Exercise data START

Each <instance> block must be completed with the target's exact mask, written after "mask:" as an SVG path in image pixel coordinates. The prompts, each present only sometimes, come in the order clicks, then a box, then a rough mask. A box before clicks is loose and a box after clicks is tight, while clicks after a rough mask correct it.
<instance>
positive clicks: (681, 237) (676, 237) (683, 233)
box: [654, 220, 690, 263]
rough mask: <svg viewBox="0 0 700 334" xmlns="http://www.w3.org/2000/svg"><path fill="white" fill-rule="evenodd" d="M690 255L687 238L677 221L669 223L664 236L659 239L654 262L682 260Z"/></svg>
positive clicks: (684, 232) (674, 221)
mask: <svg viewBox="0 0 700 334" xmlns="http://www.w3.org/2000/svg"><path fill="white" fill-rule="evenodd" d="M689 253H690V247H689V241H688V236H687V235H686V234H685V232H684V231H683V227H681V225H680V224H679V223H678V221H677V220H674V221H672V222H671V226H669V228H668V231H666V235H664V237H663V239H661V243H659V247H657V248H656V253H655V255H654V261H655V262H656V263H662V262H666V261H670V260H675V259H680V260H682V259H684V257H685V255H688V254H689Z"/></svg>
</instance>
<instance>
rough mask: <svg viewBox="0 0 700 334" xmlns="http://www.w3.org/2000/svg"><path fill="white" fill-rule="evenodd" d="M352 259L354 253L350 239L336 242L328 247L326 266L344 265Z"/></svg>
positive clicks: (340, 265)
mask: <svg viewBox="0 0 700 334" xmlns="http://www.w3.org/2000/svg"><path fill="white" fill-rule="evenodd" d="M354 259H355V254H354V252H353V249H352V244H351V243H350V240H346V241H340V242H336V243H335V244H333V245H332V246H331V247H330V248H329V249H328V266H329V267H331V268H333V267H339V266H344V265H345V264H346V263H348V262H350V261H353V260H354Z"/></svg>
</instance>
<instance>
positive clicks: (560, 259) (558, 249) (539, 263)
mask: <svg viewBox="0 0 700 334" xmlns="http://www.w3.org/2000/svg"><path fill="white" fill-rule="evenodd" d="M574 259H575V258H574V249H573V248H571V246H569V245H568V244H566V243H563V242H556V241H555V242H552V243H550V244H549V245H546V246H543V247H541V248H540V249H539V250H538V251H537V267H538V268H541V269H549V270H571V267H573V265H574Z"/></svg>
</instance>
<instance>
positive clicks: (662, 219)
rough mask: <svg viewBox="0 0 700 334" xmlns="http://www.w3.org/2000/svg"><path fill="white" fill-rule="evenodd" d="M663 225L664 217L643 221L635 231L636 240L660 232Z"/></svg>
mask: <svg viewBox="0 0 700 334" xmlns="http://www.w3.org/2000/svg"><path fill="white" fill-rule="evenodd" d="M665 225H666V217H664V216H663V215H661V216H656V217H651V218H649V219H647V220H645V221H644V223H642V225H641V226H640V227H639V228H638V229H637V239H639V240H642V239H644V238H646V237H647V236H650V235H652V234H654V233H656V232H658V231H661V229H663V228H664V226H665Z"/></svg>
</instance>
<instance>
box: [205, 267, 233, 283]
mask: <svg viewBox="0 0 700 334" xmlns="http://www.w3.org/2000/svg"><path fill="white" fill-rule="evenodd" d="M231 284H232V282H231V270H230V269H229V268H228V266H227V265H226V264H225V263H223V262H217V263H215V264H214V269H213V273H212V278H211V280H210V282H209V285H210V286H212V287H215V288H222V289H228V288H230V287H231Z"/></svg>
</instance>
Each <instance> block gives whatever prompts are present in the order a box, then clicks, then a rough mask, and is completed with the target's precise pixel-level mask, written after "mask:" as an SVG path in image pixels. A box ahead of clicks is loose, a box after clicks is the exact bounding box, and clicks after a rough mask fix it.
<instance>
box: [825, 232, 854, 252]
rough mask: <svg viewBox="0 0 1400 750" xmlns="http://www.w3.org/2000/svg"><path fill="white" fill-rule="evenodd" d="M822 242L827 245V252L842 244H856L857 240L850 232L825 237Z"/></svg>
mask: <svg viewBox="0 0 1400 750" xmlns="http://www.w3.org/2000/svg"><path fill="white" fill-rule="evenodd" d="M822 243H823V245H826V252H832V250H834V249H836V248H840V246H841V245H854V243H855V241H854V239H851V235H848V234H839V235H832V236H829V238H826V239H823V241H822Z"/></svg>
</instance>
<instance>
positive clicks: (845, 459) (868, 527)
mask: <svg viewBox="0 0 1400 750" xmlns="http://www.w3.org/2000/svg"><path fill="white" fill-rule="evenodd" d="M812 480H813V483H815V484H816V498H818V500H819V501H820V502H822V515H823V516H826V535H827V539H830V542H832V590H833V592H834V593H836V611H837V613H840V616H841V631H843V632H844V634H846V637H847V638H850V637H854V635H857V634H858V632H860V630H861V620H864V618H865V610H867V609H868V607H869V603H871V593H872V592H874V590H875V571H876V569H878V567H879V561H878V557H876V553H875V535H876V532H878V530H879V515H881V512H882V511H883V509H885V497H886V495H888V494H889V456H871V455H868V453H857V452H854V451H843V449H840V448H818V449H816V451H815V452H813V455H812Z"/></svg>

Exercise data END

Task :: Output all of the data exactly.

The completed task ::
Each <instance> block must be completed with the target's exact mask, written after "mask:" as an SVG path in image pixel coordinates. The prompts, each present only sometimes, come in the order clicks, then a box, then a rough mask. A box before clicks is loose and a box after clicks is tight, while clicks after a rough mask correct it.
<instance>
positive clicks: (681, 237) (676, 237) (683, 233)
box: [654, 220, 690, 263]
rough mask: <svg viewBox="0 0 700 334" xmlns="http://www.w3.org/2000/svg"><path fill="white" fill-rule="evenodd" d="M690 255L687 238L677 221L669 223L664 236L659 239L654 262L682 260Z"/></svg>
positive clicks: (684, 232) (674, 221)
mask: <svg viewBox="0 0 700 334" xmlns="http://www.w3.org/2000/svg"><path fill="white" fill-rule="evenodd" d="M689 253H690V247H689V241H688V236H687V235H686V234H685V232H684V231H683V227H681V225H680V224H679V223H678V221H677V220H674V221H672V222H671V226H669V228H668V231H666V235H664V237H663V239H661V243H659V247H657V248H656V253H655V255H654V261H655V262H656V263H662V262H666V261H670V260H675V259H680V260H682V259H684V257H685V255H688V254H689Z"/></svg>
</instance>
<instance>
rough mask: <svg viewBox="0 0 700 334" xmlns="http://www.w3.org/2000/svg"><path fill="white" fill-rule="evenodd" d="M352 259L354 253L350 239L336 242L328 247L326 266L344 265Z"/></svg>
positive clicks: (340, 265)
mask: <svg viewBox="0 0 700 334" xmlns="http://www.w3.org/2000/svg"><path fill="white" fill-rule="evenodd" d="M354 259H355V254H354V252H353V249H352V244H351V243H350V240H346V241H340V242H336V243H335V244H333V245H332V246H331V247H330V248H329V249H328V266H329V267H331V268H333V267H339V266H344V265H345V264H346V263H348V262H350V261H353V260H354Z"/></svg>
</instance>
<instance>
positive clicks: (560, 259) (558, 249) (539, 263)
mask: <svg viewBox="0 0 700 334" xmlns="http://www.w3.org/2000/svg"><path fill="white" fill-rule="evenodd" d="M574 259H575V258H574V249H573V248H571V246H569V245H568V244H566V243H563V242H556V241H555V242H552V243H550V244H549V245H546V246H543V247H541V248H540V249H539V250H538V251H537V267H538V268H541V269H549V270H571V267H573V265H574Z"/></svg>
</instance>
<instance>
positive clicks: (662, 219)
rough mask: <svg viewBox="0 0 700 334" xmlns="http://www.w3.org/2000/svg"><path fill="white" fill-rule="evenodd" d="M663 225L664 217L643 221L635 231L636 240L660 232Z"/></svg>
mask: <svg viewBox="0 0 700 334" xmlns="http://www.w3.org/2000/svg"><path fill="white" fill-rule="evenodd" d="M665 225H666V217H664V216H663V215H661V216H656V217H651V218H649V219H647V220H645V221H644V223H642V225H641V226H640V227H639V228H638V229H637V239H639V240H642V239H644V238H646V237H647V236H650V235H652V234H654V233H656V232H658V231H661V229H663V228H664V226H665Z"/></svg>
</instance>
<instance>
box: [205, 267, 233, 283]
mask: <svg viewBox="0 0 700 334" xmlns="http://www.w3.org/2000/svg"><path fill="white" fill-rule="evenodd" d="M231 284H232V282H231V270H230V269H229V268H228V266H227V265H226V264H225V263H223V262H217V263H215V264H214V269H213V273H212V278H211V280H210V282H209V285H210V286H212V287H215V288H222V289H228V288H230V287H231Z"/></svg>
</instance>
Each <instance> block gives whatever prompts are present in the order a box, then clicks, then a rough mask, and is completed with the target's precise pixel-level mask, written after "mask:" as an SVG path in image pixels. A box ahead of clicks is loose, a box after clicks is the exact bounding box, and clicks after a rough mask fix it.
<instance>
box: [825, 232, 854, 252]
rough mask: <svg viewBox="0 0 1400 750" xmlns="http://www.w3.org/2000/svg"><path fill="white" fill-rule="evenodd" d="M822 242L827 245V252L842 244H856L857 240L850 232L825 237Z"/></svg>
mask: <svg viewBox="0 0 1400 750" xmlns="http://www.w3.org/2000/svg"><path fill="white" fill-rule="evenodd" d="M822 243H823V245H826V252H832V250H834V249H836V248H840V246H841V245H854V243H855V241H854V239H851V235H848V234H839V235H832V236H829V238H826V239H823V241H822Z"/></svg>
</instance>
<instance>
positive clicks: (845, 459) (868, 527)
mask: <svg viewBox="0 0 1400 750" xmlns="http://www.w3.org/2000/svg"><path fill="white" fill-rule="evenodd" d="M812 480H813V483H815V484H816V498H818V500H819V501H820V502H822V515H823V516H826V535H827V539H830V542H832V590H833V592H834V593H836V611H837V613H840V616H841V631H843V632H844V634H846V637H847V638H850V637H854V635H857V634H858V632H860V630H861V620H864V618H865V610H867V609H868V607H869V603H871V593H872V592H874V590H875V571H876V569H878V567H879V561H878V557H876V553H875V535H876V532H878V530H879V515H881V512H882V511H883V509H885V497H886V495H888V494H889V456H871V455H868V453H857V452H854V451H843V449H840V448H818V449H816V451H815V452H813V455H812Z"/></svg>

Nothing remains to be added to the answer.